[ABOUT THIS TASK]
For this exercise, set down all the records exactly as given.

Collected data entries

§ §

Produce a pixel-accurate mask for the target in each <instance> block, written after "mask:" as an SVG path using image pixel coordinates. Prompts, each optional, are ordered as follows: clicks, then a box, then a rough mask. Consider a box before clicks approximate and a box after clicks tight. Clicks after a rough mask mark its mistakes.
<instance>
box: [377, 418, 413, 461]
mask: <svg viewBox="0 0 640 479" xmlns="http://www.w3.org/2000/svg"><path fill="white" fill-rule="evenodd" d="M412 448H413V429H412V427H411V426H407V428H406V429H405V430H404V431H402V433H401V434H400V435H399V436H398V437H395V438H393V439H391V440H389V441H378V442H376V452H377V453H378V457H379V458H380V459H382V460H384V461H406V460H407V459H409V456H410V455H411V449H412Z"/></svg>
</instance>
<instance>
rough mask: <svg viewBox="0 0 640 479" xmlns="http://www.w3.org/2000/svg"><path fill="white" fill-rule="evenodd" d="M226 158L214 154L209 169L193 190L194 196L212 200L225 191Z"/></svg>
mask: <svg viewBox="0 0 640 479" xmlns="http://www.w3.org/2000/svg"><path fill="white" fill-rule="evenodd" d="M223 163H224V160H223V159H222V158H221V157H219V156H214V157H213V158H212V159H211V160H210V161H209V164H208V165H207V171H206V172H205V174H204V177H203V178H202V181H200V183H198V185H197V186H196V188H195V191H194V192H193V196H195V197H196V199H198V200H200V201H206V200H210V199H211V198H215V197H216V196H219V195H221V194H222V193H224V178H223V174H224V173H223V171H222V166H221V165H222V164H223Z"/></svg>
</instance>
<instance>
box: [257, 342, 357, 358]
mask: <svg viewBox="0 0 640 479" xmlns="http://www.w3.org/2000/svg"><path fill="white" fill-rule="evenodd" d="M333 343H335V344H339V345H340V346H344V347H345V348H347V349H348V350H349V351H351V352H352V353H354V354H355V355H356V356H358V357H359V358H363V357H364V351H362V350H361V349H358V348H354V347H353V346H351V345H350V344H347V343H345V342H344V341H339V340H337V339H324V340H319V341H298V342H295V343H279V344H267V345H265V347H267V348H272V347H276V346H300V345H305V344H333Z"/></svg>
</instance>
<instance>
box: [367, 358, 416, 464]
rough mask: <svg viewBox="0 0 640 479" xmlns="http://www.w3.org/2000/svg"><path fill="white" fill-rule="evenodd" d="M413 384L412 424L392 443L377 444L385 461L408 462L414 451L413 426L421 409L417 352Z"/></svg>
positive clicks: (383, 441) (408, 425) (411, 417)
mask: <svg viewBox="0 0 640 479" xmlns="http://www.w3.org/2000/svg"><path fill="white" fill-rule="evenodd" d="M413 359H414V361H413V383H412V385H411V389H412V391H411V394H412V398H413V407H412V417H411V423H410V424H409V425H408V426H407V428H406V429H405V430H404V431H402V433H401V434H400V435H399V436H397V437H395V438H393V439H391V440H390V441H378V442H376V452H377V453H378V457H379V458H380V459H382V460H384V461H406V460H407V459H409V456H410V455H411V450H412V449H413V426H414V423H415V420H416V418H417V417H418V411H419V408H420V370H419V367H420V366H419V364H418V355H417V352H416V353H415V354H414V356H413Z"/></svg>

§ §

[REPLY]
Produce a pixel-accurate mask for the target in each <instance> block, written after "mask:" as an SVG path using image pixel coordinates. Prompts, each optional, are ordered as follows: clicks, then a box, then a rough mask. Consider a box before clicks approximate and a box after clicks tight. Clicks after a rough mask mark its mistakes.
<instance>
box: [377, 418, 413, 461]
mask: <svg viewBox="0 0 640 479" xmlns="http://www.w3.org/2000/svg"><path fill="white" fill-rule="evenodd" d="M412 448H413V429H412V427H411V426H407V428H406V429H405V430H404V431H402V433H401V434H400V435H399V436H398V437H395V438H393V439H391V440H389V441H378V442H376V452H377V453H378V457H379V458H380V459H382V460H384V461H406V460H407V459H409V456H410V455H411V449H412Z"/></svg>
</instance>
<instance>
rough mask: <svg viewBox="0 0 640 479" xmlns="http://www.w3.org/2000/svg"><path fill="white" fill-rule="evenodd" d="M226 158L214 154L209 169L193 190L194 196L212 200L225 191Z"/></svg>
mask: <svg viewBox="0 0 640 479" xmlns="http://www.w3.org/2000/svg"><path fill="white" fill-rule="evenodd" d="M223 163H224V160H223V159H222V158H221V157H219V156H214V157H213V158H212V159H211V160H210V161H209V164H208V165H207V171H206V172H205V174H204V177H203V178H202V181H200V183H198V185H197V186H196V188H195V191H194V192H193V196H195V197H196V199H198V200H200V201H206V200H210V199H211V198H215V197H216V196H219V195H221V194H222V193H224V178H223V174H224V173H223V171H222V166H221V165H222V164H223Z"/></svg>
</instance>
<instance>
box: [257, 342, 357, 358]
mask: <svg viewBox="0 0 640 479" xmlns="http://www.w3.org/2000/svg"><path fill="white" fill-rule="evenodd" d="M333 343H335V344H339V345H340V346H344V347H345V348H347V349H348V350H349V351H351V352H352V353H354V354H355V355H356V356H358V357H359V358H363V357H364V351H362V350H361V349H358V348H354V347H353V346H351V345H350V344H347V343H345V342H344V341H339V340H337V339H324V340H319V341H298V342H295V343H279V344H267V345H265V347H267V348H272V347H276V346H300V345H305V344H333Z"/></svg>
</instance>
<instance>
box: [367, 358, 416, 464]
rough mask: <svg viewBox="0 0 640 479" xmlns="http://www.w3.org/2000/svg"><path fill="white" fill-rule="evenodd" d="M413 384L412 424L392 443L377 444L385 461L408 462L414 451L413 426L421 409L417 352Z"/></svg>
positive clicks: (383, 441) (408, 425) (411, 417)
mask: <svg viewBox="0 0 640 479" xmlns="http://www.w3.org/2000/svg"><path fill="white" fill-rule="evenodd" d="M413 359H414V361H413V383H412V385H411V389H412V391H411V394H412V398H413V407H412V417H411V423H410V424H409V425H408V426H407V428H406V429H405V430H404V431H402V433H401V434H400V435H399V436H397V437H395V438H393V439H391V440H390V441H378V442H376V452H377V453H378V457H379V458H380V459H382V460H384V461H406V460H407V459H409V456H410V455H411V450H412V449H413V426H414V423H415V420H416V418H417V417H418V411H419V408H420V370H419V367H420V366H419V364H418V355H417V352H416V353H415V354H414V356H413Z"/></svg>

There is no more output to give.